▸ **Passage**
━━━━━━━━━━

Serial Assessment of Sympathetic Reinnervation After Orthotopic Heart Transplantation
A Longitudinal Study Using PET and C-11 Hydroxyephedrine
Background—Little is known about the progressiveness of sympathetic reinnervation late after cardiac transplantation (HTX). The aim of the present study was to describe individual growth of sympathetic terminals after HTX by a longitudinal quantitative assessment.
Methods and Results—In 20 patients after HTX, dynamic PET with C-11 hydroxyephedrine (HED) was performed twice within 3.0±0.5 years. According to the time interval between HTX and first PET, subgroups of patients early (group A, <1.5 years; n=7), intermediate (group B, 1.5 to 7 years; n=7) and late (group C, >7 years; n=6) after HTX were defined. At the time of first HED PET, 10 patients were completely denervated (7 in group A, 2 in group B, and 1 in group C). Only 3 remained denervated at second PET. A significant increase of reinnervated myocardium between first and second PET was found in all 3 groups (0% to 9±9% of left ventricle for group A, P<0.05; 13±12% to 23±17% for group B, P<0.05; 21±21% to 37±23% for group C, P<0.05). The magnitude of increase was similar between groups. Reinnervation was first surveyed in the basal anterior region, then toward apex, septal, and lateral wall. Inferior wall remained denervated. The largest reinnervated area surveyed in an individuum was 66% of the left ventricle.
Conclusions—The present data confirm the low likelihood of sympathetic reinnervation within 18 months after HTX. Once the reinnervation process is initiated, a continuous growth is observed even late after HTX, suggesting a progressive nature of reinnervation. Reinnervation, however, remained regionally heterogeneous, and a complete restoration was not found until 15 years after HTX.
At cardiac transplantation, postganglionic sympathetic nerve fibers of the donor heart are interrupted, causing rapid depletion of norepinephrine within the nerve terminal and resulting in complete denervation.1
Various approaches have been applied to demonstrate subsequent restoration of cardiac catecholamine uptake and storage sites after heart transplantation (HTX) in humans. Evidence for sympathetic reinnervation has been derived from invasive measurements of transcardiac norepinephrine spillover,2 from power spectral analysis of heart rate variability,3 and from radionuclide studies using catecholamine-analogues such as radioiodinated metaiodobenzylguanidine,4 or the positron emitter C-11 hydroxyephedrine (HED).5 These studies confirmed complete denervation within the first year after HTX. The prevalence of signs of reinnervation increased later after HTX, but complete restoration of innervation to normal levels was not found, suggesting that sympathetic reinnervation remains incomplete.

━━━━━━━━━━

▸ **Data**
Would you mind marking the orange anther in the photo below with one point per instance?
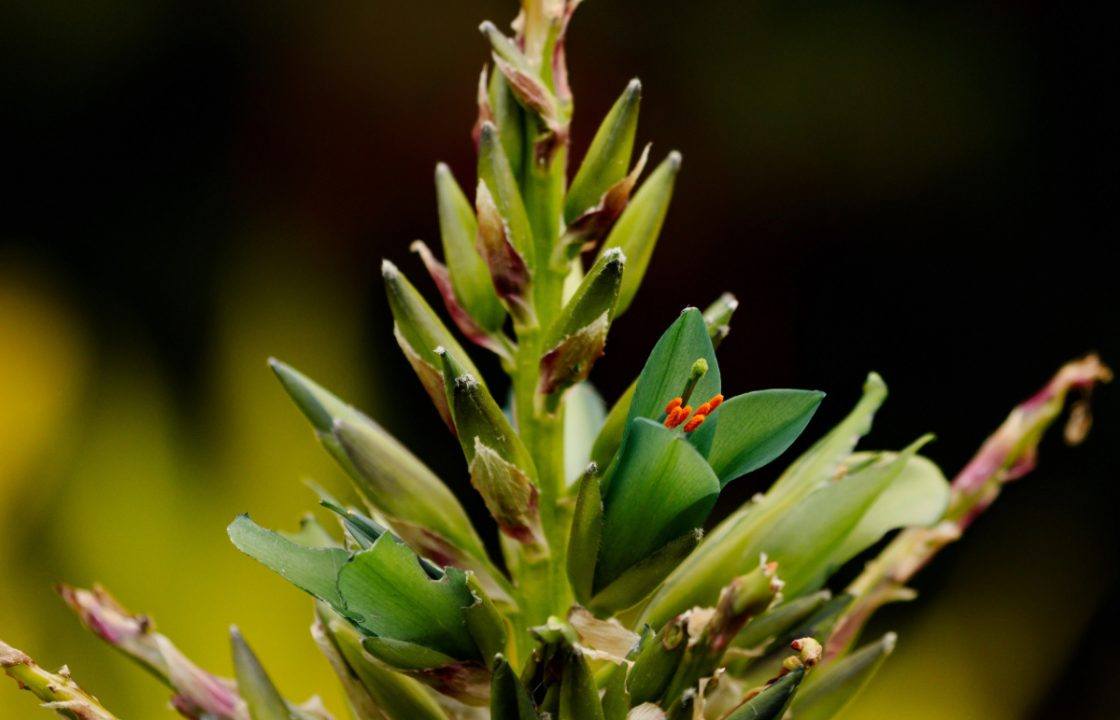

━━━━━━━━━━

▸ **Things to do**
**A)** Retype the passage on sympathetic reinnervation after heart transplantation from "Conclusions—The present data" up to and including "years after HTX.".
**B)** Summarize the passage on sympathetic reinnervation after heart transplantation in two sentences.
**C)** Continue the passage on sympathetic reinnervation after heart transplantation from where it stops.

▸ **Answers provided**
**A)**
Conclusions—The present data confirm the low likelihood of sympathetic reinnervation within 18 months after HTX. Once the reinnervation process is initiated, a continuous growth is observed even late after HTX, suggesting a progressive nature of reinnervation. Reinnervation, however, remained regionally heterogeneous, and a complete restoration was not found until 15 years after HTX.

**B)** Twenty heart transplant patients underwent two PET scans with C-11 hydroxyephedrine about three years apart, and the reinnervated share of the left ventricle increased significantly and by a similar magnitude in the early, intermediate, and late subgroups. Reinnervation appeared first in the basal anterior region and then toward the apex, septal, and lateral wall while the inferior wall stayed denervated, and the conclusions state that it is unlikely within 18 months, progressive once begun, regionally heterogeneous, and not complete even 15 years after transplantation.

**C)**
Despite this incomplete pattern, the potential clinical importance of reinnervation has been supported by demonstration of its relevance for regulation of myocardial blood flow6 7 and by an association of reinnervation with improved exercise performance compared with denervated patients.8
However, questions regarding the progressive nature of reinnervation late after HTX remain, as most of the previous studies were cross-sectionally designed. Currently, little is known about the individual development of localization, extent and density of sympathetic nerve terminals. Quantitative measurements of regional sympathetic reinnervation have not yet been applied longitudinally. It remains unclear whether a constant growth is found once the reinnervation process is initiated or whether a standstill or even decrease of the ingrowth of sympathetic fibers occurs late after HTX.
It was thus the aim of the present study to longitudinally assess sympathetic reinnervation in a series of patients at different time points after HTX. PET and HED were applied for noninvasive global and regional quantification of the individual reappearance and growth of sympathetic innervation.
Patients and Study Design
From a group of 47 patients enrolled in a previous cross-sectional study with PET and HED,9 20 patients (2 women, 18 men) at various time points after orthotopic heart transplantation were asked to undergo a second PET study approximately 3 years later.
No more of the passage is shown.